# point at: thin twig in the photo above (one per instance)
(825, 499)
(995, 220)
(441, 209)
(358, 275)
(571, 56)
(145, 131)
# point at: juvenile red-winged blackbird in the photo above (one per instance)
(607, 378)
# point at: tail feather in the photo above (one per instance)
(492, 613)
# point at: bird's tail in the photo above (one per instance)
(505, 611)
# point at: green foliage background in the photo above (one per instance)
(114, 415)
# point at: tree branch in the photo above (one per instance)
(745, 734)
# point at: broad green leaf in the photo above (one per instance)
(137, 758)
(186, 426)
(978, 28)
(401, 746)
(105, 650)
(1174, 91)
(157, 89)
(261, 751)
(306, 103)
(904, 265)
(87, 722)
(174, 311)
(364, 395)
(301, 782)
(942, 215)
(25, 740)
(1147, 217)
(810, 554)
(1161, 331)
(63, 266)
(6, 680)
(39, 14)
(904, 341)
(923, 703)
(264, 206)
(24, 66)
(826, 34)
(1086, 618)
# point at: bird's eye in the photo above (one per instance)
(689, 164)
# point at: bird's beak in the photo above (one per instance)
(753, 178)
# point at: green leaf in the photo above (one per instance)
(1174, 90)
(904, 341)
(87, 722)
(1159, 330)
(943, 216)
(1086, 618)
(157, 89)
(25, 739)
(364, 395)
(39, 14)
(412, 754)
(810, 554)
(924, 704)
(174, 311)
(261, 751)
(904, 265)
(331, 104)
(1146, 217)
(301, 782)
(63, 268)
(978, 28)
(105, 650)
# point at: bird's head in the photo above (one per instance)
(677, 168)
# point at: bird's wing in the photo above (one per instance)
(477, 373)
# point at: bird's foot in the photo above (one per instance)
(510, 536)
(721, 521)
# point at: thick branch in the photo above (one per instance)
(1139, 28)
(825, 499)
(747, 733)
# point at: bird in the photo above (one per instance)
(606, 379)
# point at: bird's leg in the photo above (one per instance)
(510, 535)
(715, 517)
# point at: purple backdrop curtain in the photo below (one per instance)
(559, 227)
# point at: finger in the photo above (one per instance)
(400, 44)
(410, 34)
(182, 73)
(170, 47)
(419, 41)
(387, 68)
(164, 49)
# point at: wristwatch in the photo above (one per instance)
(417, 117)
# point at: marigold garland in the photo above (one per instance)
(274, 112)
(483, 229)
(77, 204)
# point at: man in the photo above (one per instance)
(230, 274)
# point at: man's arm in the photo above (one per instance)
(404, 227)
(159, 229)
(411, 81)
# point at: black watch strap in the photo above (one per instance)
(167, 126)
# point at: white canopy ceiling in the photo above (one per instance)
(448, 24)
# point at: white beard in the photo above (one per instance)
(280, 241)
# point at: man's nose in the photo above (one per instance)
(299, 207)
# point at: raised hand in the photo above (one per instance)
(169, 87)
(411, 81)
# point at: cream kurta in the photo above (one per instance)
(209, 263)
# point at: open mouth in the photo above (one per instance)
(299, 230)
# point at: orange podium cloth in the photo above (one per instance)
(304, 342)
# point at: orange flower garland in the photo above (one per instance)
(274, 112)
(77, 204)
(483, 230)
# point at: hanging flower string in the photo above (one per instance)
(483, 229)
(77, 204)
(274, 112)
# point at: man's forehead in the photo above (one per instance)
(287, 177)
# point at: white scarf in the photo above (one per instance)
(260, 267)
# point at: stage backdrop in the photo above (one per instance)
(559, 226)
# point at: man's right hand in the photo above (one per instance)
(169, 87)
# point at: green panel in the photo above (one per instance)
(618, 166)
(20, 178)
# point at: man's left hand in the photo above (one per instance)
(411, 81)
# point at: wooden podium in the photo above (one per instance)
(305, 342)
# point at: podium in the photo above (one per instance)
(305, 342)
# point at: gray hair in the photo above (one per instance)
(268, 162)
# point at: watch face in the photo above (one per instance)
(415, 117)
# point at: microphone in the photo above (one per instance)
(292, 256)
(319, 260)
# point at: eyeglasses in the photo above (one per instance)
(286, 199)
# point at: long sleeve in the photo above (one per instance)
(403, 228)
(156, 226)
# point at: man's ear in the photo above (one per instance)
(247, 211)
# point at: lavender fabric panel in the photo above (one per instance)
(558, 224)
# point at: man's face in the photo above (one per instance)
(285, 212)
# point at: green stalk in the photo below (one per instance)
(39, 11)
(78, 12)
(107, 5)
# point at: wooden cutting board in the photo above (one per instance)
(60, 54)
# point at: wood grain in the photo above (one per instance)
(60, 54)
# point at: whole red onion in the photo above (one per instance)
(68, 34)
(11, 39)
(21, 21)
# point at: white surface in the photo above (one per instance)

---

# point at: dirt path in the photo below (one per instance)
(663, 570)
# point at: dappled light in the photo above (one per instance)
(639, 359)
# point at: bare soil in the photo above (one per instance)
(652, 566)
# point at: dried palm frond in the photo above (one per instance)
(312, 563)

--

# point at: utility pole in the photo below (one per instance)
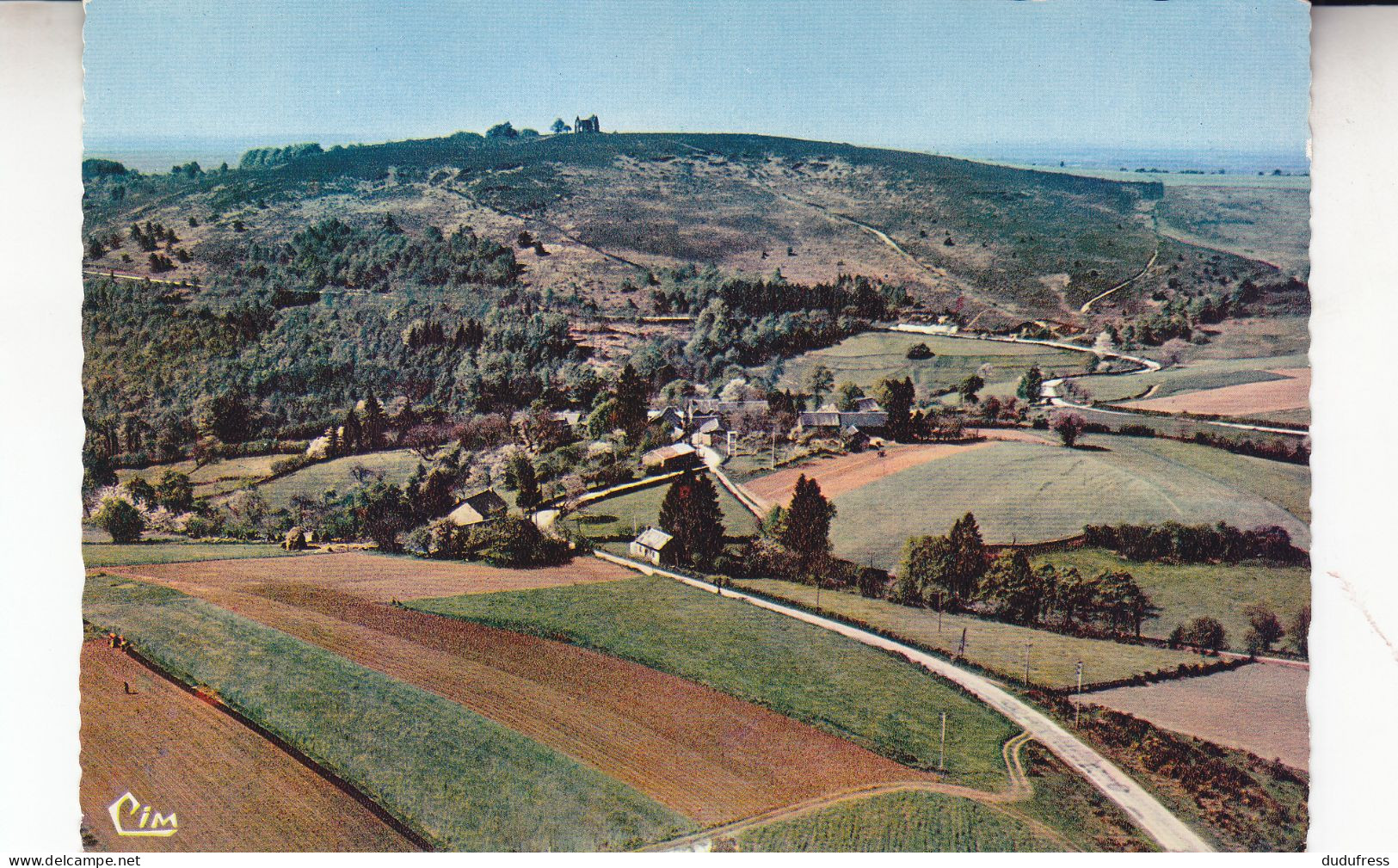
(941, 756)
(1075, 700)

TASK
Reproduce word for word the part of the material that starts with the line containing "# point at: raised" and continues through the line containing "# point at: white surface", including both of those lines.

RESULT OF THIS TASK
# point at: raised hand in the photo above (one per instance)
(169, 87)
(411, 81)
# point at: cream kurta in the photo above (one per instance)
(209, 263)
# point at: open mouth in the photo above (one per instance)
(299, 230)
# point at: orange podium cloth in the photo above (one per instance)
(304, 342)
# point at: orange flower garland in the photo above (one per instance)
(274, 112)
(77, 204)
(483, 230)
# point at: hanging flower string in the photo above (one per instance)
(483, 229)
(77, 204)
(274, 112)
# point at: man's forehead in the photo above (one per instance)
(287, 177)
# point at: white scarf in the photo above (one per instance)
(260, 267)
# point at: stage backdrop in the photo above (one per instance)
(559, 226)
# point at: man's right hand in the photo above (one per instance)
(169, 87)
# point at: green panel in the photo above (one per instance)
(618, 166)
(20, 178)
# point at: man's left hand in the photo above (one per instance)
(411, 81)
# point at: wooden podium in the photo above (one per instance)
(305, 342)
# point at: podium in the photo above (one per instance)
(305, 342)
# point at: gray hair in the photo above (one per instance)
(268, 162)
# point at: watch face in the photo above (one per instance)
(415, 117)
# point at: microphone in the photo above (one per instance)
(292, 256)
(319, 260)
# point at: eyeglasses in the photo above (one per instance)
(286, 199)
# point at: long sleeve in the photo above (one per instance)
(403, 228)
(156, 226)
# point at: man's ear in the photo above (one per instance)
(247, 211)
# point at: lavender fabric panel in the photo above (one per instance)
(558, 224)
# point at: man's face in the photo above (one per instance)
(285, 212)
# point at: green stalk in the photo below (one per instance)
(39, 11)
(78, 12)
(107, 5)
# point at: wooden cutting board in the photo above (one per instance)
(60, 54)
# point at: wood grain in the photo above (one per instance)
(60, 54)
# point at: whole red onion in the photo above (one per instance)
(68, 34)
(11, 39)
(21, 21)
# point at: white surface in the photo above (one per instance)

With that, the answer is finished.